▶ _BRANO DA LEGGERE_:
┄┄┄┄┄┄┄┄┄┄┄┄┄┄┄┄┄┄┄┄
I custodi delle relazioni, delle tradizioni e della resilienza familiare

In un mondo che cambia velocemente e corre al ritmo dei progressi e delle rivoluzioni sociali e professionali, la famiglia a volte fatica a restare unita, tra lontananze imposte dal lavoro, ritmi diversi e “distanze tecnologiche”, come la tecnoferenza e il phubbing. In questo contesto sfidante, il ruolo dei kinkeeper familiari è fondamentale: sono loro i custodi delle relazioni e, con esse, anche del benessere psicologico ed emotivo dei componenti della famiglia.

Chi è il kinkeeper?

Il termine kinkeeper significa letteralmente “custode del familiare” ed è stato introdotto dalla sociologa Carolyn Rosenthal negli anni Ottanta, per descrivere quei soggetti che si preoccupano di tenere unite le famiglie, per esempio mantenendo le abitudini e le tradizioni, conservando i ricordi e prendendosi cura dei momenti di incontro e condivisione. Secondo successivi studi degli anni Novanta, si stima che più della metà delle famiglie abbiano un componente che assume questo ruolo di custode delle relazioni, favorendo il benessere e la resilienza dei nuclei familiari.
┄┄┄┄┄┄┄┄┄┄┄┄┄┄┄┄┄┄┄┄
▶ _DATI REGISTRATI_:

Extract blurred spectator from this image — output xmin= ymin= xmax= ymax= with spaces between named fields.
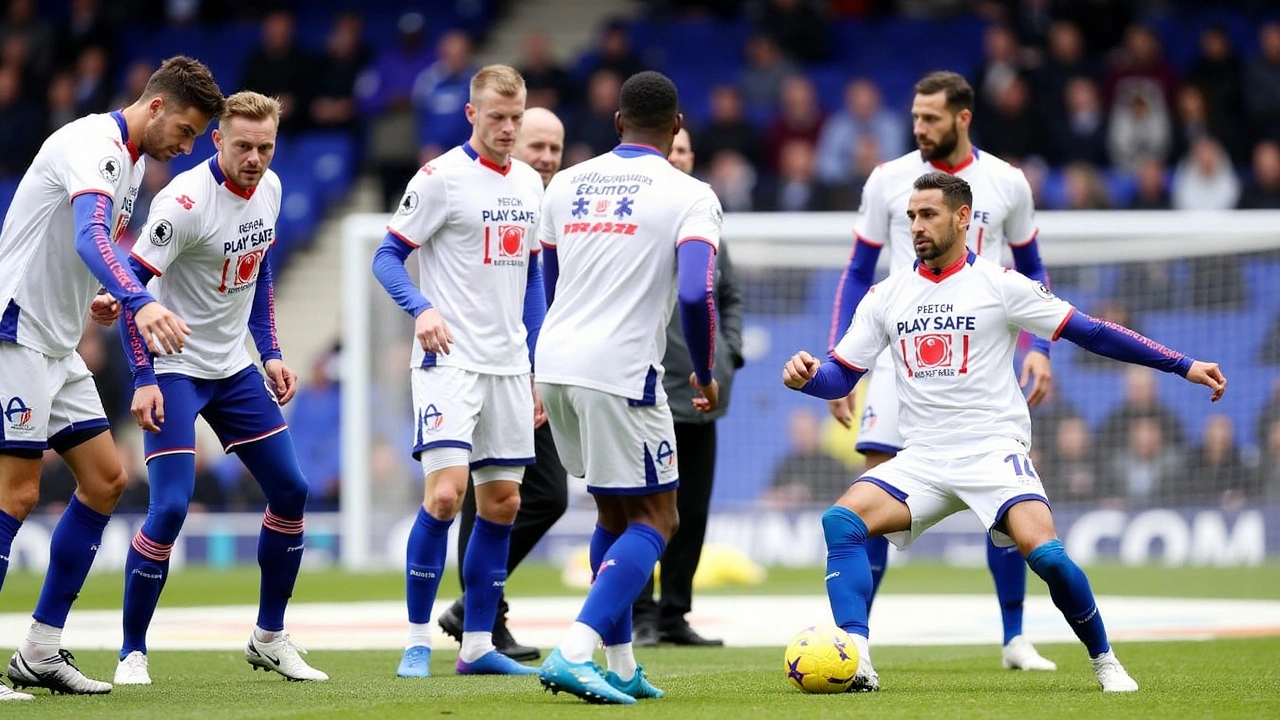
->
xmin=756 ymin=0 xmax=831 ymax=63
xmin=694 ymin=85 xmax=764 ymax=170
xmin=1235 ymin=140 xmax=1280 ymax=210
xmin=818 ymin=78 xmax=906 ymax=184
xmin=356 ymin=13 xmax=433 ymax=208
xmin=1121 ymin=155 xmax=1174 ymax=208
xmin=243 ymin=9 xmax=316 ymax=135
xmin=1174 ymin=137 xmax=1240 ymax=210
xmin=0 ymin=65 xmax=45 ymax=177
xmin=311 ymin=13 xmax=370 ymax=137
xmin=413 ymin=29 xmax=479 ymax=163
xmin=760 ymin=409 xmax=854 ymax=509
xmin=518 ymin=29 xmax=577 ymax=113
xmin=764 ymin=76 xmax=827 ymax=170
┄┄┄┄┄┄┄┄┄┄┄┄┄┄┄┄┄┄┄┄
▶ _ESERCIZI_:
(1) Copia dal brano sui kinkeeper il passo che comincia con "Il termine kinkeeper" e prosegue fino a "dei nuclei familiari.".
(2) Riporta i modi, introdotti da "per esempio", in cui secondo il brano sui kinkeeper questi soggetti tengono unite le famiglie.

▶ _RISPOSTE_:
(1)
Il termine kinkeeper significa letteralmente “custode del familiare” ed è stato introdotto dalla sociologa Carolyn Rosenthal negli anni Ottanta, per descrivere quei soggetti che si preoccupano di tenere unite le famiglie, per esempio mantenendo le abitudini e le tradizioni, conservando i ricordi e prendendosi cura dei momenti di incontro e condivisione. Secondo successivi studi degli anni Novanta, si stima che più della metà delle famiglie abbiano un componente che assume questo ruolo di custode delle relazioni, favorendo il benessere e la resilienza dei nuclei familiari.

(2)
- mantenendo le abitudini e le tradizioni
- conservando i ricordi
- prendendosi cura dei momenti di incontro e condivisione